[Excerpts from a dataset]
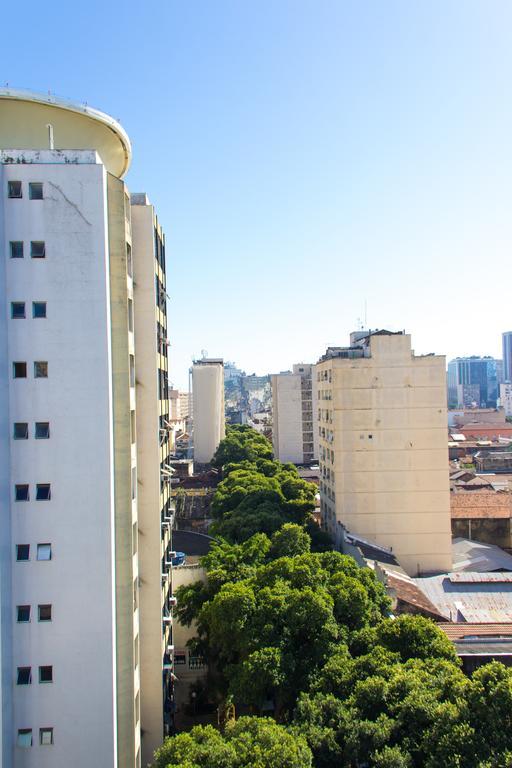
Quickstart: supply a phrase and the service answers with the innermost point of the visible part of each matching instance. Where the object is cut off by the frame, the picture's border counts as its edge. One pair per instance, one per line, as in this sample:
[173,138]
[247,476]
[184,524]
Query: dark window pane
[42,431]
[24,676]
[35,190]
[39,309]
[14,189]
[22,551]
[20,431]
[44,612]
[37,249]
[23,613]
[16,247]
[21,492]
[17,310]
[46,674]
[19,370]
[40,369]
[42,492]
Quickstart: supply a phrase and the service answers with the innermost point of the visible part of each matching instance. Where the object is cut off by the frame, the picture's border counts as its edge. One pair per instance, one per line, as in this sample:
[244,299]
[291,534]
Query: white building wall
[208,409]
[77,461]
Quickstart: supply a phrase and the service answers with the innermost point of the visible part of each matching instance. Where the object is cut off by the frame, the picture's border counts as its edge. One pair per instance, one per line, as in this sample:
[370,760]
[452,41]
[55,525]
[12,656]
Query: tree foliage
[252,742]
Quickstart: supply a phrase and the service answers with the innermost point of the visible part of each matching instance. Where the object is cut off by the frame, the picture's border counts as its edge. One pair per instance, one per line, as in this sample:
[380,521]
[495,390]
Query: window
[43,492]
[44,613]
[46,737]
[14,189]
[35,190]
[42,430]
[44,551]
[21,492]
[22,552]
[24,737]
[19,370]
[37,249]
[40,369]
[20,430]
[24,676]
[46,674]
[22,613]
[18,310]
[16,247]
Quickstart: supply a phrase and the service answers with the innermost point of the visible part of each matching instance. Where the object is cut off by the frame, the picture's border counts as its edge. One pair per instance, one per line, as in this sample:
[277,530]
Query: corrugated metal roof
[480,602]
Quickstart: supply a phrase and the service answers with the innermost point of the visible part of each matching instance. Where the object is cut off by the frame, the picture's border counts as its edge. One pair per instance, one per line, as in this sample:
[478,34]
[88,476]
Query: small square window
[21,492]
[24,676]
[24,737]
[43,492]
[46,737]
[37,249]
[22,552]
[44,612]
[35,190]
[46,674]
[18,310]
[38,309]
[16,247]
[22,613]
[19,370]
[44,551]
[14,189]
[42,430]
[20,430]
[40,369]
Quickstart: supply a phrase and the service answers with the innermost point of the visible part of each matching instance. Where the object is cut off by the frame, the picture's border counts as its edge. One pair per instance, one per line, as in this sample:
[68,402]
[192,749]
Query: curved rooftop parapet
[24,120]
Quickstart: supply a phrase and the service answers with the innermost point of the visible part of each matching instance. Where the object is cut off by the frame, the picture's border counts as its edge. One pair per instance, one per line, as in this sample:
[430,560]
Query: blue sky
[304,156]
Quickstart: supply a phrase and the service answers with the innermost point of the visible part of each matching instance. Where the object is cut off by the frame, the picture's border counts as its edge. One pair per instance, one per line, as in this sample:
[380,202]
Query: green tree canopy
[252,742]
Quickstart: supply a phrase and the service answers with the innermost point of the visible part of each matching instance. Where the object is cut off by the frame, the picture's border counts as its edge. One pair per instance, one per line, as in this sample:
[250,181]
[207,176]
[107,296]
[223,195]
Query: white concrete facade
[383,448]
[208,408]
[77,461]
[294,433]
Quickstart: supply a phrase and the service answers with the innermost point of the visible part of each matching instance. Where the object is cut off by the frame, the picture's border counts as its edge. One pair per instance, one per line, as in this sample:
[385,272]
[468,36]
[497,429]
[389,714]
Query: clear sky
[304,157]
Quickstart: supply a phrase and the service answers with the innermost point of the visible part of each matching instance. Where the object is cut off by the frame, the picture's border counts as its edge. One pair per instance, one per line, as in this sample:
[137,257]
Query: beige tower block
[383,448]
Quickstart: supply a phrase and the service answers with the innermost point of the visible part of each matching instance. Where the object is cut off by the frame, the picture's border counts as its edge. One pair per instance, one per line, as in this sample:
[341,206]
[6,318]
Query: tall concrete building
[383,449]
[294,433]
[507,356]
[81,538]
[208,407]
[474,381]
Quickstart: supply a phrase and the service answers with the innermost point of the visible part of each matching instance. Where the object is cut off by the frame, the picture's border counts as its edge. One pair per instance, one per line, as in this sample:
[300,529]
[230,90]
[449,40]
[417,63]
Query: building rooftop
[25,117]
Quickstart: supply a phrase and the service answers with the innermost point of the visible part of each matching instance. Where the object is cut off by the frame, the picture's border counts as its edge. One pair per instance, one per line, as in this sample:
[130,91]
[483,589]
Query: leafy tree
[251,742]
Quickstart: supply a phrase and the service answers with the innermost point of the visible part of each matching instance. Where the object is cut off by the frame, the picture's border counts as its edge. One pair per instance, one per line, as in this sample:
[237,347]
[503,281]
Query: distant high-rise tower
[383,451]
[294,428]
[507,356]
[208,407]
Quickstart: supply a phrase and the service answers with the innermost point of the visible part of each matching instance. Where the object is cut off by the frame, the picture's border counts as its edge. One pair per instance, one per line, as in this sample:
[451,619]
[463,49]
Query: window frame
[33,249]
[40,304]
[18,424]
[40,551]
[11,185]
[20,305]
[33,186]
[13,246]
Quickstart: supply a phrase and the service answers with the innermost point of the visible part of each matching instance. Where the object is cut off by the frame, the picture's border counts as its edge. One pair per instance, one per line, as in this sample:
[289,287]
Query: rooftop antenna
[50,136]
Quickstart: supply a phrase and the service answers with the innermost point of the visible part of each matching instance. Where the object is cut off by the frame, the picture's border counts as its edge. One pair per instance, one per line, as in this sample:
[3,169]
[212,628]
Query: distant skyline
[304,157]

ACTION ITEM
Repeat the lines above precisely and skip every picture.

SOLUTION FOR THIS TASK
Quickstart: supply a phrase and the service answers with the innermost point of the visible part of each matching instance. Where the object is cut off by the frame, the picture's border counts as its edge. One pair per instance, one per line, as in this sample:
[173,138]
[247,476]
[184,524]
Query: dark window pane
[42,431]
[24,676]
[35,190]
[39,309]
[14,189]
[22,551]
[20,431]
[44,612]
[37,249]
[23,613]
[16,247]
[21,492]
[17,310]
[46,674]
[19,370]
[40,369]
[42,492]
Quickstart: supply a phrase and the service answers with the innermost point of the visible part of each matching instance. Where the object is cut off by the frame, the picture's border counts as its edge. One pair per instance, one per line, as in this sample:
[244,299]
[291,534]
Query: white building wall
[208,409]
[77,461]
Quickstart: supply a phrase and the service answers with the innermost point of the visible part of each matching instance. Where the object is cut off by the frame, the picture's border counts as its edge. One pair per instance, one per line, as in this sample:
[370,760]
[452,41]
[55,525]
[12,656]
Query: tree foliage
[252,742]
Quickstart: supply a phrase and the service answers with the innermost point of the visible part of each matching instance. Where the object is cut off by the frame, the picture's border counts as its edge. One pair per instance, one per line, as in this sample:
[380,521]
[495,390]
Query: window
[43,492]
[44,613]
[46,737]
[14,189]
[35,190]
[42,430]
[44,551]
[21,492]
[22,552]
[24,737]
[19,370]
[37,249]
[40,369]
[20,430]
[24,676]
[46,674]
[22,613]
[18,310]
[16,247]
Quickstart: supply a phrase and the service answers with the innermost point of the visible part of each matching instance. Where the object is cut off by the frame, the picture's border counts as its edge. One pair per instance, one per line, as in this sample:
[277,530]
Query: corrugated metal roof
[480,602]
Quickstart: supply a phrase and the service answers with the innermost point of the visible part of each matching instance. Where the object is cut off by the frame, the picture's border counts as its edge. One pair per instance, one per line, as in this sample:
[478,34]
[88,476]
Query: small square window
[21,492]
[24,676]
[24,737]
[43,492]
[46,737]
[37,249]
[22,552]
[44,612]
[35,190]
[46,674]
[18,310]
[38,309]
[16,247]
[22,613]
[19,370]
[44,551]
[14,189]
[42,430]
[20,430]
[40,369]
Quickstart: supply a phrase and the service answers with the innermost point of the visible part of each matching instance. Where the object is cut off by the frame, the picture's border counts as its edge. One pair per instance, one per line, as in this sample:
[68,402]
[192,749]
Query: curved rooftop parapet
[24,120]
Quickstart: supply a phrase and the service answers with the innermost point of the visible part of each matching instance. Where the object is cut off by the frame, the picture's border counts as its edge. One pair per instance, one per line, as in this sample:
[430,560]
Query: blue sky
[304,156]
Quickstart: supply a phrase and the service answers with the innermost point of the visible part of each matching instance. Where the object is cut off by the frame, the picture's border counts as its edge. One pair per instance, one per line, as in this sample:
[380,202]
Query: green tree canopy
[252,742]
Quickstart: supply a phrase and the service answers with the innermost point of the visible part of each matching instance. Where the object is cut off by the frame, the picture's border counts as its edge. One pair per instance, one per line, as in this sample:
[250,181]
[207,176]
[107,296]
[223,195]
Query: white concrete facade
[383,448]
[208,408]
[77,461]
[294,433]
Quickstart: supply a phrase and the service answers with the innermost point of the visible part of each matching instance. Where the object is cut off by the frame, the picture's border counts as its edge. One pair per instance, one per line, as in this sample:
[385,272]
[468,36]
[497,429]
[389,714]
Query: clear sky
[304,157]
Quickstart: supply a phrase and the service answers with the innermost point of the visible part of each matching instance. Where the object is cut off by the frame, the picture's border counts as its edge. One pair per instance, one per line, as in this sample:
[137,257]
Query: beige tower block
[383,448]
Quickstart: supply a phrase and the service answers with the innermost point of the visible part of each matching instance. Where the object is cut off by the frame, the picture's border counts as its edge. One pair per instance, one per line, as in this sample:
[341,206]
[6,318]
Query: tall concrete building
[383,449]
[294,433]
[507,356]
[81,538]
[208,407]
[474,381]
Quickstart: supply a phrase and the service answers with the innermost point of the visible part of each matching instance. Where the object is cut off by the frame, the picture's border counts as its edge. One pair per instance, one per line, as in this sample:
[300,529]
[230,90]
[449,40]
[417,63]
Query: building rooftop
[25,117]
Quickstart: supply a phrase and the service answers with the innermost point of the visible part of each matching instance. Where the object is cut off by the frame, the picture's border counts as its edge. One pair per instance, one per line, as in this sample:
[130,91]
[483,589]
Query: leafy tree
[251,742]
Quickstart: supply a phrase and the service answers with the innermost point of the visible part of each matching instance. Where the object is cut off by the frame, the picture's border counts as its edge. One pair per instance, one per line, as in this sample:
[237,347]
[503,281]
Query: distant high-rise tower
[383,451]
[294,428]
[507,356]
[208,407]
Quickstart: supply a phrase and the service answers with the innermost point of the visible part of each matching instance. Where the object is cut off by the frame, the picture's border counts as its edge. One pair per instance, one per line, as in this sample:
[451,619]
[463,49]
Query: window frame
[33,249]
[40,304]
[18,424]
[40,551]
[11,185]
[20,305]
[33,186]
[13,246]
Quickstart: supply a phrase and the service answers with the innermost point of the visible part of each matching instance. Where the object is cut off by the frame, the picture's border counts as its edge. One pair per instance, one per line, as in this sample:
[289,287]
Query: rooftop antenna
[50,136]
Quickstart: supply a phrase and the service answers with the innermost point of the visible part of each matching instance. Where the object is cut off by the frame, the picture's border counts as its edge. One pair per instance, one per line, as in this sample:
[3,169]
[212,628]
Query: distant skyline
[304,157]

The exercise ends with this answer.